### [Given data]
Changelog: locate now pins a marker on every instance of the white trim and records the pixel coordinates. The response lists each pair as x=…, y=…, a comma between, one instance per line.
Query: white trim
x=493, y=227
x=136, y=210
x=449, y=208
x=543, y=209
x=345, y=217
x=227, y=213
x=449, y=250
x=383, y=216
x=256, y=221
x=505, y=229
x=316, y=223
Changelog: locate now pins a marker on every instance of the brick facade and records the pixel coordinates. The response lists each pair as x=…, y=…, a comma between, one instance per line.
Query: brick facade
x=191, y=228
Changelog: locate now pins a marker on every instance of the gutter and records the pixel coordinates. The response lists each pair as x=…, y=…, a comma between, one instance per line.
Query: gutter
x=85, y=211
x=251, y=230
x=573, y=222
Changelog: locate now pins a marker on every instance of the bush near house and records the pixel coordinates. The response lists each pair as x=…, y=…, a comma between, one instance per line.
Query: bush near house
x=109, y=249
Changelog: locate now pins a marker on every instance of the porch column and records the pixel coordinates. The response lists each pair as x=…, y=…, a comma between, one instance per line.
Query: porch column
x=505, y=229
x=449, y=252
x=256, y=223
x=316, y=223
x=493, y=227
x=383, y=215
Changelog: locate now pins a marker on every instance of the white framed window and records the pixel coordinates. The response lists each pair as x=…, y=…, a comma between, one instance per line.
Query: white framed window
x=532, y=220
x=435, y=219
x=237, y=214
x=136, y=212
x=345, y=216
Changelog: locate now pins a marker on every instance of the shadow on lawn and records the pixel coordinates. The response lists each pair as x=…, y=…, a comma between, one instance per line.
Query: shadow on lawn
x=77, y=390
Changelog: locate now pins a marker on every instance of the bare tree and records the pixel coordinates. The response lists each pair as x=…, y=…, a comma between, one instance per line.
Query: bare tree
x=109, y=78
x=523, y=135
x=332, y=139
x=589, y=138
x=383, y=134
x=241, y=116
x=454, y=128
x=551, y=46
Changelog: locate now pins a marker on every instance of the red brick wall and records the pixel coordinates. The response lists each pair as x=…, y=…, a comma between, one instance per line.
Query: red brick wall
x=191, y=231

### [Problem details]
Quote only the lines from the line containing "Query: bare tree" through the end of the listing, please, keeping both the first and the last line.

### [Result for this task]
Query: bare tree
x=109, y=78
x=523, y=135
x=332, y=139
x=589, y=138
x=383, y=134
x=241, y=116
x=454, y=128
x=551, y=46
Changelog: locate now pins a marker on every instance of the red brick wall and records the pixel coordinates. The response lists each pair as x=…, y=…, a comma between, one instance per line.
Query: red brick wall
x=191, y=231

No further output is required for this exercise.